## What needs to be done
In the reply about wedding traditions, what does the writer suggest decorating with flowers and placing over the threshold?

## Quoted text
------

Subject: Re: Wedding Traditions
Answered By: crabcakes-ga on 10 Jul 2005 17:17 PDT
Hello Dback (Are you from Phoenix?),

    I'm no Emily Crabcakes, or Miss Crabcakes Manners, but....  Since
wedding traditions change with the passing of time, why NOT have the
bride carry you?  If that is what both of you want, go for it! Today,
brides marry in non-traditional gowns, have chocolate wedding cake,
and have birdseed thrown or bubbles blown instead of tossing rice.
Some couples smash cake into each other's faces, which is certainly
not a longstanding or cultured tradition! You can make your own
traditions! Its your wedding... do it as you please! I've not heard of
a single bride being carried away by nefarious beings lurking under
the threshold!

But wait! Why be carried at all? If you consider that each partner is
as equal and valuable as the other, why not step over the threshold
together? Or ride in a flower and ribbon adorned wheelbarrow, wagon,
dollies, or pushcart, sipping champagne, pushed by the best man and
maid of honor? (Make sure the wheelbarrow fits through the door prior
to the 'threshold' day!) Perhaps one the electric driveable scooters,
with you on your bride's lap? In this way, nether of you falls,
stumbles, or touches the threshold, thus escaping evil spirits and bad

How about one of those small garden bridges you find at large hardware
stores? Decorate the bridge with flowers, place over the threshold,
and walk across together! I especially like the idea of walking in
together, to indicate you are equally responsible for maintaining the
marriage. (My husband and I walked down the aisle together, as I hated
the idea of being 'given away' like property!)

------

## Entries provided
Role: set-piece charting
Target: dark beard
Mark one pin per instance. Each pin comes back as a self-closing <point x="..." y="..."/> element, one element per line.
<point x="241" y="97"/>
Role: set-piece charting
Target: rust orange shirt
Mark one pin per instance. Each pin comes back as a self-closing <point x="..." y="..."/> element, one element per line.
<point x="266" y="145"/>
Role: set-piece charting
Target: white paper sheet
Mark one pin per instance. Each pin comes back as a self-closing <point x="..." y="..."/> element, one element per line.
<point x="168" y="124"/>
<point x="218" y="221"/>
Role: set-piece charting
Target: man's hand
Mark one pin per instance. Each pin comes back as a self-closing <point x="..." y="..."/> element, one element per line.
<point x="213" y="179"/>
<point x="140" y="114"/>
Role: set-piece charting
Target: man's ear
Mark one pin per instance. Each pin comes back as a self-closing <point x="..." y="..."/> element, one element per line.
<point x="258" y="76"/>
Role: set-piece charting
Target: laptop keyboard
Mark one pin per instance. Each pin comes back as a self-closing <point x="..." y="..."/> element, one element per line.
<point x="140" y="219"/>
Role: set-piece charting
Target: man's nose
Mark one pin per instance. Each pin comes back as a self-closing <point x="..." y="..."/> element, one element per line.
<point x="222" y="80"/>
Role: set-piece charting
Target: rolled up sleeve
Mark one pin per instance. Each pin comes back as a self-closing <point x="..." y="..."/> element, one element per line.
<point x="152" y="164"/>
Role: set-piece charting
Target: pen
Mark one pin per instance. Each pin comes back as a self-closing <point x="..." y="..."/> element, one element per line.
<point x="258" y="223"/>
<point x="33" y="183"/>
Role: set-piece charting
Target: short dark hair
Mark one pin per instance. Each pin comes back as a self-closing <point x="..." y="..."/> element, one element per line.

------

## Final result
A small garden bridge of the kind sold at large hardware stores.